*Document extract:*

So the time it takes to sell a house is rising. Average days on the market before local homes sell are up about 13 percent in the latest Realtor reports.
So why is the number of houses for sale in North Texas falling? Shouldn't inventories be going the other way?
Real estate analysts are scratching their heads about that.
Indeed, while inventories of homes on the market are rising around the country, Dallas-Fort Worth is one of the few places where the number of homes for sale is down – about 10 percent from a year ago.
That's great news for the housing market.
But analysts still wonder how it happened.
They have some ideas.
First, perhaps some folks have gotten seller fatigue and decided to take their houses off the market.
And when distressed sellers fall into foreclosure, the house can go off the market while the lender gets control, makes repairs and relists the property for sale.
Also, homeowners who have no equity in their houses may decide they can't afford a professional real estate agent and decide to try to market the property themselves.
Usually those for-sale-by-owner homes aren't counted.
"If the sales don't go through the multiple listing service, we don't catch them," said Dr. James Gaines of Texas A&M University's Real Estate Center, which tracks North Texas pre-owned home sales.
There's also the possibility that some foreclosed houses are not included in the MLS.
Whatever the reason, North Texas' current pre-owned home inventory of about seven months' supply is significantly less than the national average, which is running close to 11 months.
Back during the late 1980s real estate crash, the supply of pre-owned homes on the market here ballooned to almost 14 months.
A medical buildings developer has purchased a North Dallas tract just off U.S. Highway 75.
A Cirrus Group affiliate just bought the 2.4-acre property on Northaven Road just west of the highway.
Broker Candace Rubin has been marketing the property – a former labor union hall – for almost three years. A previous deal to build seniors housing on the site fell through.
The new owners plan to construct a four-story rehabilitation hospital.
The property sold for just less than $20 per square foot.
Chicago investment partners have purchased an office building in Allen.
ORIX Real Estate Capital Inc. and Boulder Net Lease Funds LLC acquired the Sanmina building at 105 W. Bethany Drive.
The 10-year-old office building is fully leased to Sanmina Texas LP, an electronic manufacturing service provider.
The building was sold by iStar Financial in a deal negotiated by Evan Stone, Cary Krier and Stephen Link of the Dallas office of Jones Lang LaSalle Capital Markets Group.

*Exercise data:*

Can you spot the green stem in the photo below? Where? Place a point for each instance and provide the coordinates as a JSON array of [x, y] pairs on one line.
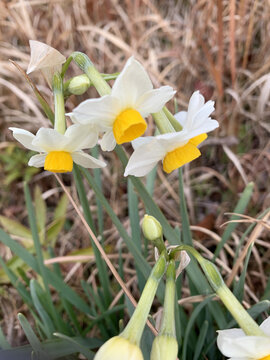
[[242, 317], [94, 76], [134, 329], [168, 321], [59, 104]]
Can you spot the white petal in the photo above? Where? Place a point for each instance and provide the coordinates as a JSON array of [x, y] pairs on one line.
[[87, 160], [37, 160], [25, 138], [43, 56], [141, 141], [234, 343], [81, 137], [144, 159], [203, 113], [181, 117], [108, 142], [50, 140], [101, 111], [171, 141], [195, 103], [131, 83], [154, 100], [265, 326]]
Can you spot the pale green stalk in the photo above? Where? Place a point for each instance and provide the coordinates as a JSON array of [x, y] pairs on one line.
[[168, 321], [59, 104], [134, 329], [242, 317], [162, 122], [94, 76], [176, 125]]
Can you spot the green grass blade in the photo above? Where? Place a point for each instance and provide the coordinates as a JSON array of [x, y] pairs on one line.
[[31, 336], [134, 217], [4, 344], [46, 320], [80, 348], [39, 254], [63, 289], [239, 209], [139, 259], [102, 271]]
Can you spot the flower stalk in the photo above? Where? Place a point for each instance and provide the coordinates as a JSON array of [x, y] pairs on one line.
[[59, 104], [242, 317], [86, 65], [134, 329], [165, 344]]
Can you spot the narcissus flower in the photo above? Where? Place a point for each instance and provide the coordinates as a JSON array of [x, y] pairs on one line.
[[178, 148], [58, 151], [119, 348], [234, 344], [122, 112], [45, 58]]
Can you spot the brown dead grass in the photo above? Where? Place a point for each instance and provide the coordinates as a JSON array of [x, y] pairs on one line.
[[221, 48]]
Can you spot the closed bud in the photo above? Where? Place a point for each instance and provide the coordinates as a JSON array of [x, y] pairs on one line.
[[78, 85], [151, 228], [164, 347], [119, 348]]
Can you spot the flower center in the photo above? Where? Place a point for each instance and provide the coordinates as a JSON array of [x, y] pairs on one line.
[[128, 125], [58, 161], [180, 156], [183, 154], [265, 358]]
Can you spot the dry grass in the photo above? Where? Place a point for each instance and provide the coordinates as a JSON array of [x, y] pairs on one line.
[[221, 48]]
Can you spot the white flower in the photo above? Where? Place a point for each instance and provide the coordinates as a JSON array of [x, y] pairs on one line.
[[119, 348], [57, 151], [234, 344], [45, 58], [174, 149], [122, 113]]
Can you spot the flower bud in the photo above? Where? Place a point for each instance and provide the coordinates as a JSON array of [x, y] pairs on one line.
[[78, 85], [164, 347], [151, 228], [119, 348]]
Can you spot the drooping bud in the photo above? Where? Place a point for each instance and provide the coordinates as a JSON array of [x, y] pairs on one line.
[[78, 85], [119, 348], [151, 228], [152, 231]]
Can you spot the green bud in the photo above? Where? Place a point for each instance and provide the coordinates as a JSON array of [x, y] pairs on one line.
[[151, 228], [164, 347], [79, 84], [212, 274]]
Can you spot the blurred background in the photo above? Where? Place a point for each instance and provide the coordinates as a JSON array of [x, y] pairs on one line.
[[221, 48]]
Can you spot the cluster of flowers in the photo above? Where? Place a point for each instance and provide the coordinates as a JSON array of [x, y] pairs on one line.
[[119, 117]]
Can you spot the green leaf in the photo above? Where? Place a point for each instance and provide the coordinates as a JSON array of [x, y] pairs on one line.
[[40, 207], [15, 228]]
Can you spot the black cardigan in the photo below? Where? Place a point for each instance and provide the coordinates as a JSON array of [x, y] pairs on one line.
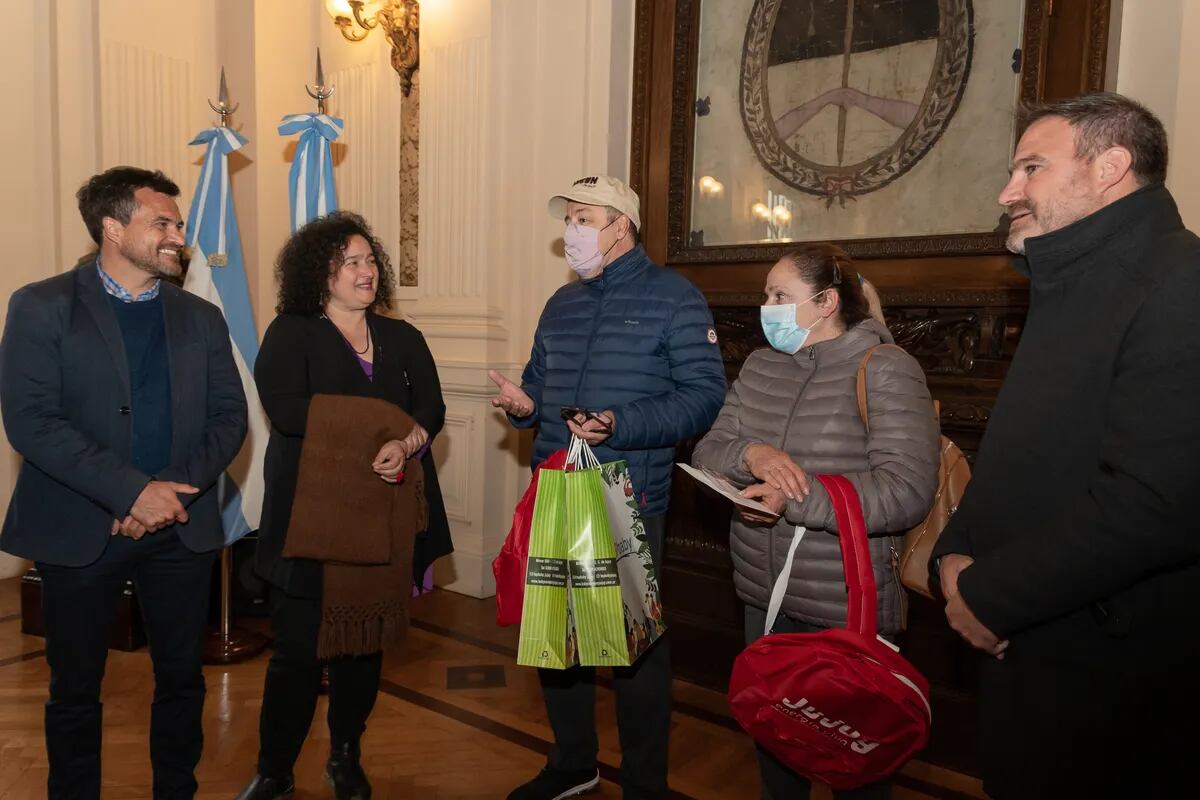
[[303, 356]]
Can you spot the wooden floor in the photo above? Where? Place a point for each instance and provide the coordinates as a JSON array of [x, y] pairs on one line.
[[456, 719]]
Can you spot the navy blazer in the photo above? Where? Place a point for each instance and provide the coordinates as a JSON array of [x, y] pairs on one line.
[[65, 398]]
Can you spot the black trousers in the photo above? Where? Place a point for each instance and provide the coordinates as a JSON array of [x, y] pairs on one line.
[[643, 710], [78, 607], [780, 782], [293, 683]]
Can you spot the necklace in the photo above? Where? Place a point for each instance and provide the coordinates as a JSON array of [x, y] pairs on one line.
[[351, 344]]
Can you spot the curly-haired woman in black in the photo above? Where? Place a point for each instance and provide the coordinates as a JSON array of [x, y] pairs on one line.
[[328, 338]]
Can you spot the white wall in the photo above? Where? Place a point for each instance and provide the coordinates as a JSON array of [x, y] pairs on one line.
[[519, 98], [1158, 64]]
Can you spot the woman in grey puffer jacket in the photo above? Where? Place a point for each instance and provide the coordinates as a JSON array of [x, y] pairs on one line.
[[793, 413]]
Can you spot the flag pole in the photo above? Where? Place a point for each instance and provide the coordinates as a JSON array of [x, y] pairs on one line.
[[229, 644]]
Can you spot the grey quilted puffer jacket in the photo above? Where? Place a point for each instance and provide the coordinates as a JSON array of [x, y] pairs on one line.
[[805, 404]]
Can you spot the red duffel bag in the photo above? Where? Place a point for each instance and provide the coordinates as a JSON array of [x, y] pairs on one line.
[[509, 565], [840, 707]]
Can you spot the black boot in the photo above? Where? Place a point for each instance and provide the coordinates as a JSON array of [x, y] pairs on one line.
[[345, 773], [268, 788]]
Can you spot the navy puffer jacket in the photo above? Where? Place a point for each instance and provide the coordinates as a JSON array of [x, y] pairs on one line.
[[637, 340]]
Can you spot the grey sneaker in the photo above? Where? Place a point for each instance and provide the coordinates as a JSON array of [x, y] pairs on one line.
[[556, 785]]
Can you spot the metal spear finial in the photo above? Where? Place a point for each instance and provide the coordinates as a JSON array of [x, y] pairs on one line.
[[222, 106], [321, 92]]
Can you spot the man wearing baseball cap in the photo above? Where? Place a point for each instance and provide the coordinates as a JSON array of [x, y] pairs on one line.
[[631, 352]]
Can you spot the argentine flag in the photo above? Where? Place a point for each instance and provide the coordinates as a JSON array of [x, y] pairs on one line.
[[311, 180], [217, 274]]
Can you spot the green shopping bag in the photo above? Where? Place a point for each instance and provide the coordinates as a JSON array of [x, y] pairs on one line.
[[635, 563], [547, 636], [595, 590]]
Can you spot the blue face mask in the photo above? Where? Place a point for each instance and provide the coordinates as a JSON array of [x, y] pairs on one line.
[[780, 328]]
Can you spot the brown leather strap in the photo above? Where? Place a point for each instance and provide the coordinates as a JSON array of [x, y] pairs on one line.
[[861, 382]]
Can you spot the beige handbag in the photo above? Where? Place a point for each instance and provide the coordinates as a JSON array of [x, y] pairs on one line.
[[953, 474]]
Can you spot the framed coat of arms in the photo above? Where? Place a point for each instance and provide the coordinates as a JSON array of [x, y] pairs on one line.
[[883, 125]]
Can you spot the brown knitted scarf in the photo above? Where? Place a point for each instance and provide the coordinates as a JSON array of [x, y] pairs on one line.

*Exercises:*
- A) According to the real estate column, by about how much has the number of homes for sale in Dallas-Fort Worth fallen from a year ago?
- B) List every person named in the real estate column.
- C) In the real estate column, why might a house owned by someone with no equity be left out of the count of homes for sale?
Answer from the real estate column only.

*Solved tasks:*
- A) About 10 percent.

- B) Dr. James Gaines, Candace Rubin, Evan Stone, Cary Krier, Stephen Link

- C) Such an owner may decide they can't afford a professional real estate agent and try to sell the house themselves. For-sale-by-owner homes usually aren't counted because, as Dr. James Gaines said, sales that don't go through the multiple listing service aren't caught.